» ASSIGNED TASK: Return the line containing "Target: dark corduroy blazer" together with every later line up to the end of the records, exactly and with no pictures; return nothing else.

(Point-per-instance localization data)

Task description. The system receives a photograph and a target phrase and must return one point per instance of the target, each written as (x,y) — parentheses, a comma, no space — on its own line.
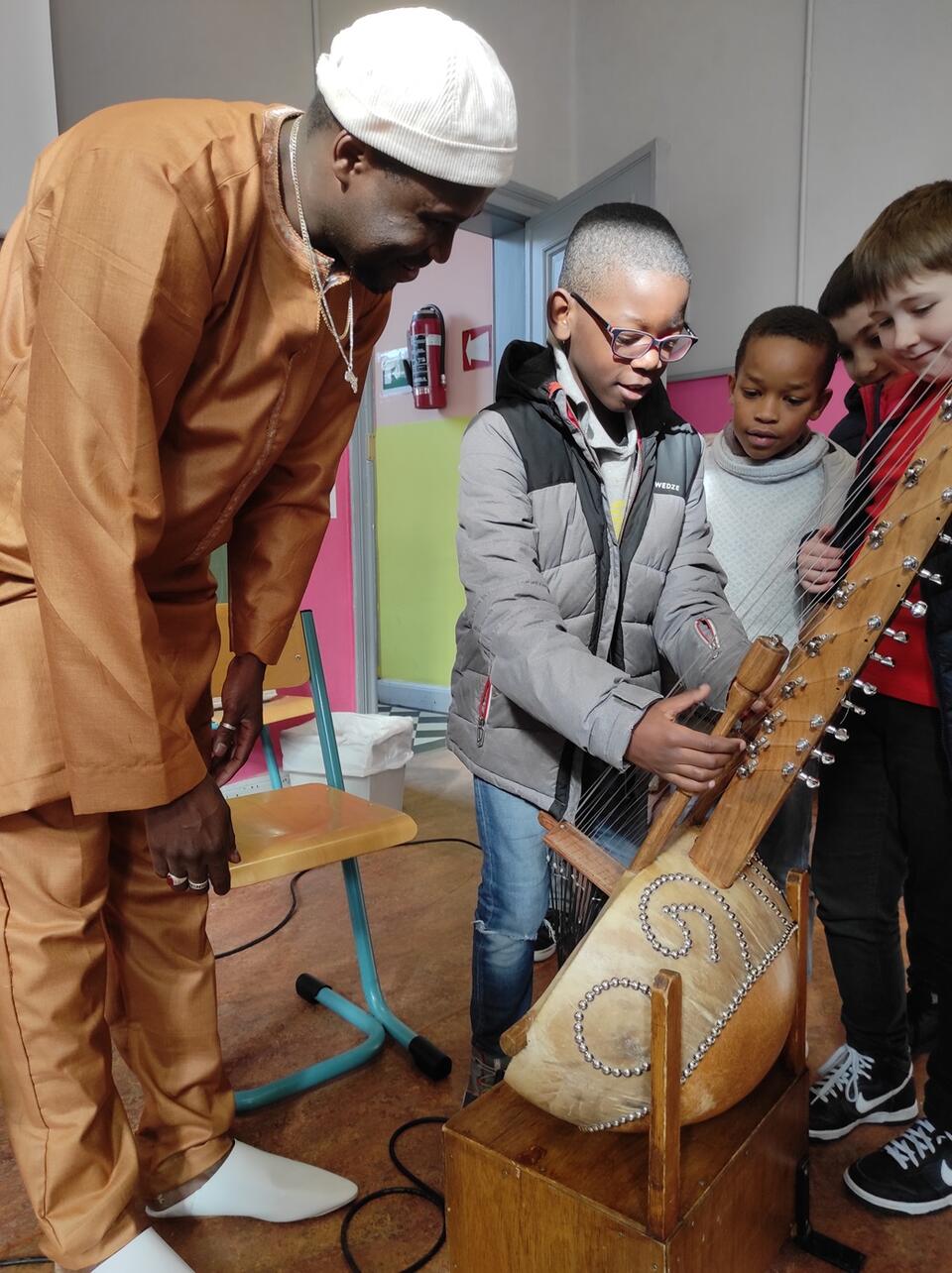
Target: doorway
(404,462)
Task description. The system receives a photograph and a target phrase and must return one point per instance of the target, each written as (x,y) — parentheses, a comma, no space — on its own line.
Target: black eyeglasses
(628,345)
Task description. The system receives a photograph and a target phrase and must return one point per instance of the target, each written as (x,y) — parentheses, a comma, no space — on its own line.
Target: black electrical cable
(417,1189)
(293,908)
(279,926)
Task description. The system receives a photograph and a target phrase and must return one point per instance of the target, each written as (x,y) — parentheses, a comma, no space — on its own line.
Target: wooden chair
(292,829)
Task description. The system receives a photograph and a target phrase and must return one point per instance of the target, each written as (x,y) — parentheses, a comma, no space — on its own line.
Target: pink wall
(705,403)
(330,595)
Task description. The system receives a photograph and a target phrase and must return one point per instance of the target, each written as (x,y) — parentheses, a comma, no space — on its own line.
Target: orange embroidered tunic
(166,386)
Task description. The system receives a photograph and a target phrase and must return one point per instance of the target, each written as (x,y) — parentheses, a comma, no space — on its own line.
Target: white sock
(264,1187)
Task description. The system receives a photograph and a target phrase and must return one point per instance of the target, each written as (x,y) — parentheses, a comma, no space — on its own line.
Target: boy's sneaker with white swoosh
(854,1089)
(911,1174)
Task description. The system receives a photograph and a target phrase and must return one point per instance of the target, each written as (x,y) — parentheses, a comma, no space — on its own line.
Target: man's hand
(691,760)
(241,717)
(192,839)
(817,561)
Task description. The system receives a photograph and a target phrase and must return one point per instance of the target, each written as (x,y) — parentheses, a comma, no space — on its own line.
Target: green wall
(420,596)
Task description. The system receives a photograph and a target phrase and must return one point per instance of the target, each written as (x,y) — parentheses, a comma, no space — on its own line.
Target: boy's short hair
(614,236)
(841,291)
(795,322)
(909,237)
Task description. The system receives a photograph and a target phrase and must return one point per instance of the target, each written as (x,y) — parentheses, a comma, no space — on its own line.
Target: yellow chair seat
(297,828)
(283,708)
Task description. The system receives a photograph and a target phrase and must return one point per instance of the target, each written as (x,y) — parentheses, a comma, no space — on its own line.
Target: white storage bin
(373,750)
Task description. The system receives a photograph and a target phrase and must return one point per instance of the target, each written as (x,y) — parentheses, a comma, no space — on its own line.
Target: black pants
(886,812)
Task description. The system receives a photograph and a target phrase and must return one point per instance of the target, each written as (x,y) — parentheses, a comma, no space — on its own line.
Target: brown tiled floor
(420,902)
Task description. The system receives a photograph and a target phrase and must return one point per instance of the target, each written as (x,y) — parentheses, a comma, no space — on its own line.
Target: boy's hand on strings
(818,561)
(691,760)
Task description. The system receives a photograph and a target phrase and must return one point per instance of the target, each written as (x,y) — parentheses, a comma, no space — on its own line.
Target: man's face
(639,300)
(915,323)
(861,348)
(399,223)
(777,390)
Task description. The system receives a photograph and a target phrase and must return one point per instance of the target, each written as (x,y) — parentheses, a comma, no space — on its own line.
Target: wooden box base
(527,1193)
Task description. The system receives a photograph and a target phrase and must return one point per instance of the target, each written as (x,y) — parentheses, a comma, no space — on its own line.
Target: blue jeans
(511,905)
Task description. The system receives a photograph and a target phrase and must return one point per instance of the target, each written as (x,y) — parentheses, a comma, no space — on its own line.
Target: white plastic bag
(367,745)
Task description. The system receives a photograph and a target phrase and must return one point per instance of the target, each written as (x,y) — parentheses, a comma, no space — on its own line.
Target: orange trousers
(95,949)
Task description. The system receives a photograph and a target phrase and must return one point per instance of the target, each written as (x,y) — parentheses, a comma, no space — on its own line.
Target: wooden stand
(529,1193)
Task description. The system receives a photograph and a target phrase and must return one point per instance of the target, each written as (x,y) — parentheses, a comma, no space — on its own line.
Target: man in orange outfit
(188,303)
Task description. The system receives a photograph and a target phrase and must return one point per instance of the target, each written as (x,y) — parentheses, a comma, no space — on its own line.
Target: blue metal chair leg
(274,771)
(380,1021)
(374,1038)
(427,1057)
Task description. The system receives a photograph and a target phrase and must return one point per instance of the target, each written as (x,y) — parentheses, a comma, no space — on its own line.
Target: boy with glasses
(584,552)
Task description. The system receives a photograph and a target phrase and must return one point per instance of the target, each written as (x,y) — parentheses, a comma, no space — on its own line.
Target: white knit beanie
(425,89)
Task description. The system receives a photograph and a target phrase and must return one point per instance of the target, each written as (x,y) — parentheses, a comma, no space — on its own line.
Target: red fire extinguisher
(426,349)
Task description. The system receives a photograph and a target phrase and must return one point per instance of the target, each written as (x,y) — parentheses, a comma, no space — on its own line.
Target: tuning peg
(773,720)
(912,564)
(815,644)
(790,688)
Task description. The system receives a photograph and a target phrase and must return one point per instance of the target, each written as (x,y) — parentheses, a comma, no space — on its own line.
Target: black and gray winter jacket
(566,628)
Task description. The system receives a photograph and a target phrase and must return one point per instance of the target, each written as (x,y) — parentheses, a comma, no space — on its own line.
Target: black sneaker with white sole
(853,1089)
(911,1174)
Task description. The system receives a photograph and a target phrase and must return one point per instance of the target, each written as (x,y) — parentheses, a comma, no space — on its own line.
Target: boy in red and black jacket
(888,807)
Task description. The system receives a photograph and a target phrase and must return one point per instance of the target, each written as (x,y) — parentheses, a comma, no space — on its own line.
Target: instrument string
(597,805)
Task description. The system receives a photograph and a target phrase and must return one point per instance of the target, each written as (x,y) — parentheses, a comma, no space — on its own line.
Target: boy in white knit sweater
(769,479)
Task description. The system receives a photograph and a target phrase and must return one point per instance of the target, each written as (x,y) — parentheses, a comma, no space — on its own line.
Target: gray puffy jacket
(566,629)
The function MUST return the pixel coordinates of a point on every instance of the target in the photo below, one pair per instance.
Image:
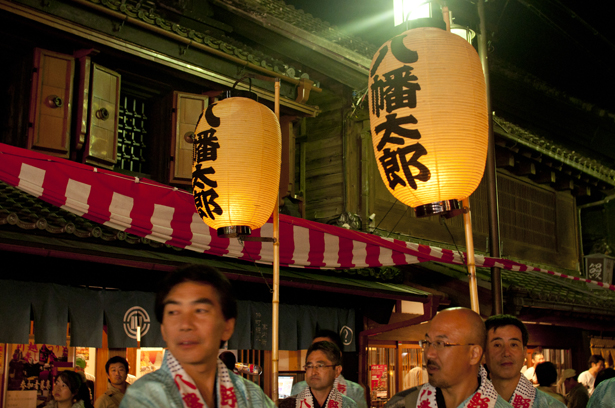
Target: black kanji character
(205, 199)
(390, 164)
(199, 177)
(205, 146)
(393, 126)
(417, 151)
(395, 90)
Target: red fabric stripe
(287, 243)
(317, 249)
(345, 253)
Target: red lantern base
(452, 207)
(234, 231)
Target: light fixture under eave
(236, 165)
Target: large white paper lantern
(237, 155)
(429, 119)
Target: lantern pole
(470, 262)
(276, 276)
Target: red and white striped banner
(166, 214)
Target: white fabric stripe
(359, 254)
(301, 238)
(200, 234)
(386, 256)
(120, 209)
(332, 249)
(31, 179)
(267, 247)
(161, 221)
(411, 259)
(77, 194)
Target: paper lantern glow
(237, 152)
(428, 114)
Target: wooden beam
(544, 176)
(524, 168)
(504, 158)
(563, 183)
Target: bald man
(453, 348)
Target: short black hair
(594, 359)
(116, 359)
(199, 274)
(546, 373)
(330, 334)
(497, 321)
(604, 375)
(332, 352)
(77, 386)
(229, 359)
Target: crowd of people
(470, 363)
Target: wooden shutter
(51, 102)
(187, 108)
(101, 144)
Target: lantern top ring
(437, 208)
(234, 231)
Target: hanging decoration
(237, 152)
(428, 114)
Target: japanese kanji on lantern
(429, 120)
(236, 161)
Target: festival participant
(530, 373)
(604, 395)
(346, 387)
(323, 366)
(576, 393)
(588, 378)
(453, 348)
(507, 339)
(117, 372)
(70, 391)
(196, 310)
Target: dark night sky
(569, 44)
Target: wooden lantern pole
(276, 276)
(470, 262)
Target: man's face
(538, 358)
(193, 323)
(321, 379)
(117, 374)
(598, 367)
(505, 352)
(450, 365)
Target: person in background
(117, 372)
(604, 375)
(588, 378)
(530, 373)
(576, 393)
(547, 379)
(346, 387)
(70, 391)
(604, 395)
(453, 348)
(323, 365)
(507, 339)
(197, 310)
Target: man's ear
(338, 371)
(476, 354)
(229, 328)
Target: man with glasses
(507, 339)
(453, 350)
(346, 387)
(322, 367)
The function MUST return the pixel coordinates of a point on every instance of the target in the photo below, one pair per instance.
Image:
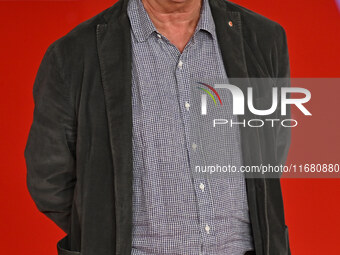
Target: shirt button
(194, 146)
(202, 186)
(207, 228)
(180, 64)
(187, 105)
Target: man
(108, 155)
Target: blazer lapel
(114, 51)
(229, 33)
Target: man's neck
(175, 19)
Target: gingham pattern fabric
(175, 212)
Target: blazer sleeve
(282, 67)
(49, 151)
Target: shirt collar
(143, 27)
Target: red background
(313, 30)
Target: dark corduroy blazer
(79, 148)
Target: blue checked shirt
(175, 212)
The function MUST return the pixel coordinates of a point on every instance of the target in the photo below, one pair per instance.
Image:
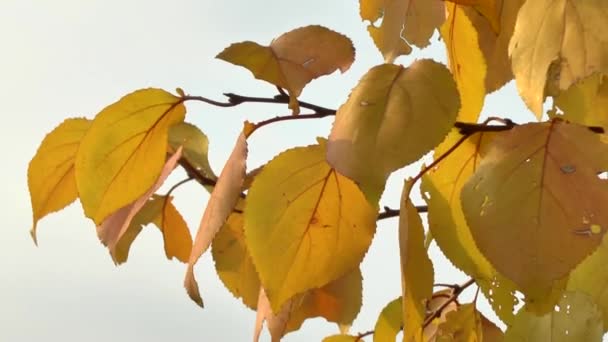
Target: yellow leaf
(295, 58)
(576, 318)
(195, 145)
(540, 198)
(221, 203)
(441, 188)
(232, 261)
(416, 268)
(160, 211)
(305, 224)
(124, 151)
(404, 22)
(111, 230)
(495, 44)
(50, 175)
(570, 34)
(392, 118)
(389, 322)
(586, 102)
(466, 62)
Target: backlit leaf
(389, 322)
(416, 268)
(160, 211)
(221, 203)
(441, 187)
(305, 224)
(585, 102)
(466, 61)
(570, 34)
(50, 174)
(576, 318)
(531, 206)
(295, 58)
(392, 118)
(495, 44)
(404, 23)
(111, 230)
(123, 152)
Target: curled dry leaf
(221, 203)
(295, 58)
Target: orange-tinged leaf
(495, 44)
(585, 103)
(221, 203)
(50, 174)
(530, 206)
(124, 151)
(111, 230)
(160, 211)
(441, 187)
(305, 224)
(403, 23)
(295, 58)
(570, 34)
(416, 268)
(576, 318)
(389, 322)
(466, 61)
(392, 118)
(232, 261)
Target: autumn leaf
(112, 229)
(392, 118)
(466, 62)
(219, 207)
(160, 211)
(123, 152)
(416, 268)
(495, 44)
(576, 318)
(568, 34)
(305, 224)
(536, 209)
(50, 174)
(585, 102)
(195, 146)
(295, 58)
(404, 23)
(389, 322)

» SOLUTION TO THIS TASK:
Target: dark corduroy blazer
(79, 148)
Target: blue checked shirt
(175, 212)
The function MUST return the pixel coordinates of a point on every instance of the target in the photo below, one pair per instance.
Image:
Target: yellow leaf
(295, 58)
(576, 318)
(195, 145)
(540, 198)
(221, 203)
(441, 188)
(232, 261)
(416, 268)
(160, 211)
(305, 224)
(124, 151)
(404, 22)
(111, 230)
(495, 44)
(50, 175)
(570, 34)
(392, 118)
(389, 322)
(586, 102)
(466, 62)
Target: backlit leaf
(389, 322)
(416, 268)
(160, 211)
(221, 203)
(441, 187)
(305, 224)
(585, 102)
(466, 61)
(570, 34)
(50, 174)
(576, 318)
(531, 206)
(295, 58)
(392, 118)
(495, 44)
(404, 23)
(111, 230)
(123, 152)
Target: curled dry leaf
(221, 203)
(295, 58)
Target: orange-tinged leaf
(495, 44)
(585, 103)
(221, 203)
(50, 174)
(530, 206)
(124, 151)
(111, 230)
(160, 211)
(441, 187)
(305, 224)
(403, 23)
(295, 58)
(570, 34)
(416, 268)
(576, 318)
(389, 322)
(466, 61)
(392, 118)
(232, 261)
Target: autumn leaf
(112, 229)
(392, 118)
(466, 62)
(219, 207)
(160, 211)
(123, 152)
(416, 268)
(495, 44)
(576, 318)
(568, 34)
(305, 224)
(536, 209)
(50, 174)
(585, 102)
(195, 146)
(295, 58)
(404, 23)
(389, 322)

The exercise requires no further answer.